Assigned task:
Somewhere below are a line with "Where can you see the ufc 220" and a later line with "Where can you see the capybara chin?". Output exactly those lines and all lines between them.

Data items
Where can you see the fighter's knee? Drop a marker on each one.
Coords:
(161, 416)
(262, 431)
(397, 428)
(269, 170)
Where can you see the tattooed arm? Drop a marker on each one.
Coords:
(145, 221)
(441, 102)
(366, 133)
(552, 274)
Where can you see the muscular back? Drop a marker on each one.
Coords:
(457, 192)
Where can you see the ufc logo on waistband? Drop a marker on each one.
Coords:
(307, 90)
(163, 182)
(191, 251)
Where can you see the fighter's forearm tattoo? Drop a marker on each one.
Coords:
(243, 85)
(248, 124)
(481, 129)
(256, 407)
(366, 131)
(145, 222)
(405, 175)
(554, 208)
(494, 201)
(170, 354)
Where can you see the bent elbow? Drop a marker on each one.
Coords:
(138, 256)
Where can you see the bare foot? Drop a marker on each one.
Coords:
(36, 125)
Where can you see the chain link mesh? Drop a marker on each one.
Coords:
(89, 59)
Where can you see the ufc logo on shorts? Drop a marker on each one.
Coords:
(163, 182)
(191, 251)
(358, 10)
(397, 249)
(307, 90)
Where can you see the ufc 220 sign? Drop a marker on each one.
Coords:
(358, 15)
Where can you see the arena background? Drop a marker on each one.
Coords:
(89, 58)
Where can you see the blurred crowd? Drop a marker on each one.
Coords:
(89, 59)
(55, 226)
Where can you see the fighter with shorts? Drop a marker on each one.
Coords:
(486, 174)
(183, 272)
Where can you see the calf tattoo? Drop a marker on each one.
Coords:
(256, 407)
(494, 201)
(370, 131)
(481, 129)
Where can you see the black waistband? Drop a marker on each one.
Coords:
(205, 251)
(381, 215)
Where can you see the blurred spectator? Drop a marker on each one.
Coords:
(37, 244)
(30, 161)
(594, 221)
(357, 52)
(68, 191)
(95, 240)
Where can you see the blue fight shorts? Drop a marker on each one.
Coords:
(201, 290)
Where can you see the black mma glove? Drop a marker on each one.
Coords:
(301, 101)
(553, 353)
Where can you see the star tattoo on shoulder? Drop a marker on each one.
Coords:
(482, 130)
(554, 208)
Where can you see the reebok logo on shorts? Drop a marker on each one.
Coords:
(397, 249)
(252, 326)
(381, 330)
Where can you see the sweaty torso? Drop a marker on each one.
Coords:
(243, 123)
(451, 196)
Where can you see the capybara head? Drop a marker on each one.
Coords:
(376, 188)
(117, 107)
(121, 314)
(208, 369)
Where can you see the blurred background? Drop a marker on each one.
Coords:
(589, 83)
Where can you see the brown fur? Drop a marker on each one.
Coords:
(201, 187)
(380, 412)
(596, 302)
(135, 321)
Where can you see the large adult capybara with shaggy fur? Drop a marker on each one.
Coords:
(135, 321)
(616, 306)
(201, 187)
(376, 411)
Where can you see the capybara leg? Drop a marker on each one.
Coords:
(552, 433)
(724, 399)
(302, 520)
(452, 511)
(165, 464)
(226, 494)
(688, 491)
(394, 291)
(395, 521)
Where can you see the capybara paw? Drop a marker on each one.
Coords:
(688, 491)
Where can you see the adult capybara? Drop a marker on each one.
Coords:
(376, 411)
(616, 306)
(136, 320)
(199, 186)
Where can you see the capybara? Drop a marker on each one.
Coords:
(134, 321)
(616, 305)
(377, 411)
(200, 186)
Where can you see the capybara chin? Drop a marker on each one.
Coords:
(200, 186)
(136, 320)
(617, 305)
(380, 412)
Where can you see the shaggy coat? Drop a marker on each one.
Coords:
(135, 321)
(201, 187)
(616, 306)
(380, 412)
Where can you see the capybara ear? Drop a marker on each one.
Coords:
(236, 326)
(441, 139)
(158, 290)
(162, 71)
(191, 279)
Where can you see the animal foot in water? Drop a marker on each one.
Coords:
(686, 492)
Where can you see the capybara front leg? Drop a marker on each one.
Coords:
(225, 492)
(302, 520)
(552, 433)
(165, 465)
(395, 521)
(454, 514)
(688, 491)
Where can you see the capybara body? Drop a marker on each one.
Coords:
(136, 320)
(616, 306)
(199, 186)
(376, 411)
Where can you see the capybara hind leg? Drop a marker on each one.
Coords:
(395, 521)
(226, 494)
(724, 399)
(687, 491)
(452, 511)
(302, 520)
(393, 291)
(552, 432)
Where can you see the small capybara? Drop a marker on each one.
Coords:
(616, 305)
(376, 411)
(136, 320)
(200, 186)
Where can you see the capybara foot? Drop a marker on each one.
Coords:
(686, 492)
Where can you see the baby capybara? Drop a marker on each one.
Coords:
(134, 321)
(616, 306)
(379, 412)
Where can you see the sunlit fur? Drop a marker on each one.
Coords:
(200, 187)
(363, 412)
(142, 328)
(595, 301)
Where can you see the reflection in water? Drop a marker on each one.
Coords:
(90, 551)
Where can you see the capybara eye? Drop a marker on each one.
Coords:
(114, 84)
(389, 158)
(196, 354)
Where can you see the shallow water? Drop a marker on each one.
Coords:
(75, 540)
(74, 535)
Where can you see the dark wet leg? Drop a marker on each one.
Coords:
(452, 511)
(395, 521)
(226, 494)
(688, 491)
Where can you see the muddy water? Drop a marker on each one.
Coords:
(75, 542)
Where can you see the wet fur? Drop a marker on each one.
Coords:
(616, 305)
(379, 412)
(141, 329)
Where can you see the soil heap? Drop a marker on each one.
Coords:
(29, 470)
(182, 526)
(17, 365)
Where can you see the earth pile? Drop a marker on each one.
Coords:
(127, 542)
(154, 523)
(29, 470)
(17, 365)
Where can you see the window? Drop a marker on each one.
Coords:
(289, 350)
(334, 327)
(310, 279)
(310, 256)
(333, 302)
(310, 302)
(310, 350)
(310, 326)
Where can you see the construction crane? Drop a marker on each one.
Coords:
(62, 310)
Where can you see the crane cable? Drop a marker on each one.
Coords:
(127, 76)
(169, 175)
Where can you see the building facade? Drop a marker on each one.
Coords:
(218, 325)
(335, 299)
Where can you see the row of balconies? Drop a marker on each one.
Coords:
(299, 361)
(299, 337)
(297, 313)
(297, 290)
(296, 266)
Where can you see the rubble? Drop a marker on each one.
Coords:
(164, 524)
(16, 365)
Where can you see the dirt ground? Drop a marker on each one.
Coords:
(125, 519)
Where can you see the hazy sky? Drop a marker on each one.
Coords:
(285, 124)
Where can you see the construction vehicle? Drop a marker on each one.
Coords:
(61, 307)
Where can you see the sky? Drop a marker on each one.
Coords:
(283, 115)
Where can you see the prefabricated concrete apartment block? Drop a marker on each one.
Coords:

Finished exercise:
Where can you see the ufc 220 sign? Drop a marker on each one.
Coords:
(358, 15)
Where can you see the arena background? Drop a marker on each one.
Coords:
(89, 58)
Where can you see the blurred crowd? Drop a marker on each one.
Coords:
(89, 59)
(55, 226)
Where can you see the fighter with shorts? Drop a marker on each one.
Coords:
(486, 174)
(183, 272)
Where can you see the calf tattoo? Drop a marker on each one.
Coords:
(256, 407)
(494, 201)
(370, 131)
(481, 129)
Where can you see the black waistband? Drop a marker on each one.
Coords:
(205, 251)
(381, 215)
Where can you see the blurred spectator? Drop a marker on each one.
Coords:
(37, 244)
(30, 161)
(594, 221)
(357, 52)
(68, 191)
(95, 240)
Where can you see the blue fight shorts? Drop a marker on each one.
Coords:
(201, 290)
Where can you see the black mma glove? Drop a marker on each one.
Coords:
(301, 101)
(553, 353)
Where can you see the star tattoo on shoulder? Drop a marker on each one.
Coords:
(482, 130)
(554, 208)
Where can you see the reebok logo on shorts? Drop a marker on each one.
Coords:
(397, 249)
(252, 326)
(381, 330)
Where can you see the sweaty torso? Drop a marker on each one.
Coords:
(243, 123)
(451, 196)
Where can you see the capybara head? Drop a marker on each one.
Coords:
(376, 188)
(117, 107)
(121, 314)
(208, 369)
Where can you see the blurred background? Drop a marker on each one.
Coords:
(589, 83)
Where can you see the brown fur? Drop a marker on each one.
Coords:
(201, 187)
(380, 412)
(596, 302)
(135, 321)
Where can you see the large adult capybara with shaggy fur? Drop a marker on each one.
Coords:
(135, 321)
(616, 306)
(201, 187)
(376, 411)
Where can you see the capybara leg? Drop a marker on each one.
Coords:
(552, 433)
(724, 399)
(302, 520)
(452, 511)
(165, 464)
(226, 494)
(688, 491)
(394, 291)
(395, 521)
Where can you see the capybara paw? Drop a marker on each one.
Coords:
(688, 491)
Where can you see the adult capybara? Drop a marker on each one.
Coords:
(376, 411)
(616, 306)
(136, 320)
(199, 186)
Where can you see the capybara? Drop a marker on each one.
Coords:
(134, 321)
(616, 305)
(377, 411)
(200, 186)
Where can you see the capybara chin? Drop a marker on each one.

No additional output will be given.